本文抜粋 —
PIPのみ　ワードクラウド　日本語　Python　Jupiter　でシルエットの形につくってみる。単語の頻度を可視化する。

2021年4月4日 20:02

目標：日本語のワードクラウドをPython で作成する
　　　（解りやすい資料として記録する）

＜手順＞
１、参考にさせて頂くサイトのコードをそのまま動かす
２、テキストを日本語の内容に入れ替える
３、必要な素材をそろえ、エラーを解決する
４、画像・テキストを変えてオリジナルのワードクラウドをつくる
#参考にさせて頂いた主なHP 　
# https://github.com/amueller/word_cloud/blob/master/examples/masked.py
# https://note.nkmk.me/python-janome-tutorial/
# https://quest.signate.jp/quests/10031　「データ前処理道場」

１、参考にしするサイトのコードをそのまま動かす

pip install wordcloud
pip install janome

#!/usr/bin/env python
"""
Masked wordcloud
================
Using a mask you can generate wordclouds in arbitrary shapes.
"""

from os import path
from PIL import Image
import numpy as np
import matplotlib.pyplot as plt
import os

from wordcloud import WordCloud, STOPWORDS

# get data directory (using getcwd() is needed to support running example in generated IPython notebook)
d = path.dirname(__file__) if "__file__" in locals() else os.getcwd()

# Read the whole text.
text = open(path.join(d, 'alice.txt')).read()

# read the mask image
# taken from
# http://www.stencilry.org/stencils/movies/alice%20in%20wonderland/255fk.jpg
alice_mask = np.array(Image.open(path.join(d, "alice_mask.png")))

stopwords = set(STOPWORDS)
stopwords.add("said")

wc = WordCloud(background_color="white", max_words=2000, mask=alice_mask,
              stopwords=stopwords, contour_width=3, contour_color='steelblue')

# generate word cloud
wc.generate(text)

# store to file
wc.to_file(path.join(d, "alice.png"))

抽出された項目 —
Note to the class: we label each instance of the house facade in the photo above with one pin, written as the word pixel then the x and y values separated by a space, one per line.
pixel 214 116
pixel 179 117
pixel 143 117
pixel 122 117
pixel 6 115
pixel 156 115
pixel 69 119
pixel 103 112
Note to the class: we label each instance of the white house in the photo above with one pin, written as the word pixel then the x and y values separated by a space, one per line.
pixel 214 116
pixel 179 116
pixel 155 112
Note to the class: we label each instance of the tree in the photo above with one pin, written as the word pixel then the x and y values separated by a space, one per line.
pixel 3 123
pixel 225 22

---

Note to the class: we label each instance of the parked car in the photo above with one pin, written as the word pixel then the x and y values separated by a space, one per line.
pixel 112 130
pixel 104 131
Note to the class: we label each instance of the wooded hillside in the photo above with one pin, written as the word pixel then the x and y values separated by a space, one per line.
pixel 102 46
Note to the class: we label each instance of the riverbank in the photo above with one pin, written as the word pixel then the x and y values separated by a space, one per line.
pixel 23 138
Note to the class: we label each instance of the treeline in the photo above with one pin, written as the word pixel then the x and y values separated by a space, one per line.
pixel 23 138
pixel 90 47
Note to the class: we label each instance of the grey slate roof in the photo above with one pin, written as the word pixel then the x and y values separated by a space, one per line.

与えられた指示 — 本文抜粋のコードでは、ストップワードとしてどの単語が追加されていますか。 抽出された項目は本文抜粋の内容とは関係がありません。

正解 — 「said」です。